[start Selected text]

Hall v. State

510 So. 2d 979 | Fla. Dist. Ct. App. | 1987

510 So. 2d 979 (1987)

Darrial M. HALL, Appellant,
v.
STATE of Florida, Appellee.

No. BO-394.

District Court of Appeal of Florida, First District.

July 7, 1987.
Rehearing Denied September 3, 1987.

Michael E. Allen, Public Defender, Carl S. McGinnes, Asst. Public Defender, Tallahassee, for appellant.

Jim Smith, Atty. Gen., Royall P. Terry, Jr., Asst. Atty. Gen., Tallahassee, for appellee.

SHIVERS, Judge.

Hall appeals both his second-degree murder conviction and the trial court's departure from the sentencing guidelines. Viewed in the light most favorable to the State, we find that the evidence was sufficient to support the jury's verdict of second-degree murder, and that the trial court properly denied appellant's motion for judgment of acquittal. We reverse the sentence, however, and remand for resentencing.

Appellant was found guilty of second-degree murder with a firearm, possession of a firearm by a convicted felon, and use of a *980 firearm during the commission of a felony. Despite a recommended guidelines sentence of 12-17 years, the trial court imposed a sentence of life, with two concurrent 15-year terms, giving the following written reasons:

1. The Court has previously found the defendant to be an habitual felony offender. This reason is sufficient, in and of itself, to depart from the guidelines. The Court hereby incorporates by reference the Order finding the Defendant an Habitual Felony Offender and makes it a part hereof.
2. Because the defendant is an habitual felony offender, and Second Degree Murder with a Firearm is a life felony, the Court must impose a mandatory life sentence under Walker v. State, 473 So. 2d 694 (1st DCA 1985) and F.S. 775.084(4)(a)1.

[end Selected text]
[start Provided information]

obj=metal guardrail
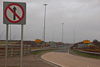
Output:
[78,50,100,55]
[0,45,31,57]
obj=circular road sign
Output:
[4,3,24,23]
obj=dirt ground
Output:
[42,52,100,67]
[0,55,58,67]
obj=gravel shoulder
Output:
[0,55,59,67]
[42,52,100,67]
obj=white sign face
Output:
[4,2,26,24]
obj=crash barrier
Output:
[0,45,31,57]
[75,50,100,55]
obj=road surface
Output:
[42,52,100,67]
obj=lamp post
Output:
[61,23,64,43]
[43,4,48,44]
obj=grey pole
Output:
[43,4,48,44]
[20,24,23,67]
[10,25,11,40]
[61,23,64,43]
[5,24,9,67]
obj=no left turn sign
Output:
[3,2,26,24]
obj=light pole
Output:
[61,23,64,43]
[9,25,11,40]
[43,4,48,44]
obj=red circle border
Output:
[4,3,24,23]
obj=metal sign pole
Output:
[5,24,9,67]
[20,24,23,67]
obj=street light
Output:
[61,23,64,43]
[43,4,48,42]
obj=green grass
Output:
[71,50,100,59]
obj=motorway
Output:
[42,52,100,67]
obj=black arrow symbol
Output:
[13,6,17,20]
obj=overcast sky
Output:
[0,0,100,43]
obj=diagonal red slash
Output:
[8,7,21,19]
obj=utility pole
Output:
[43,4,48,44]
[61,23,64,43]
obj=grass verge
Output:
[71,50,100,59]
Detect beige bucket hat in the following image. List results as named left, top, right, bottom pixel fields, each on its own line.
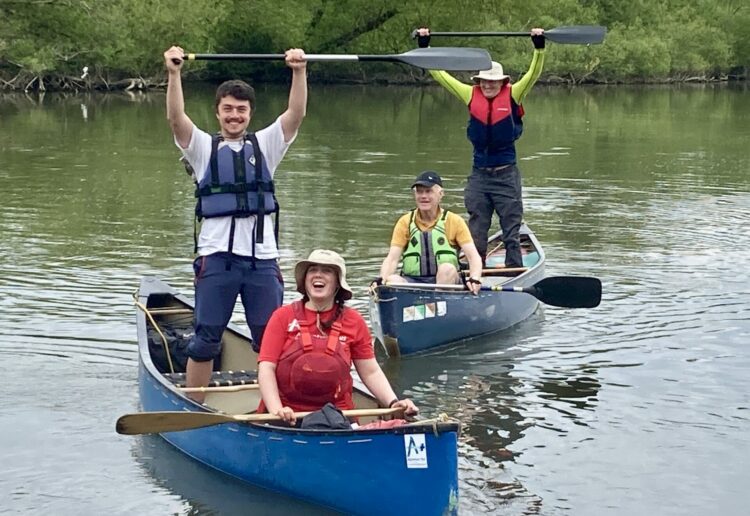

[end Provided information]

According to the court opinion above, what sentence range did the guidelines recommend for Hall?

12-17 years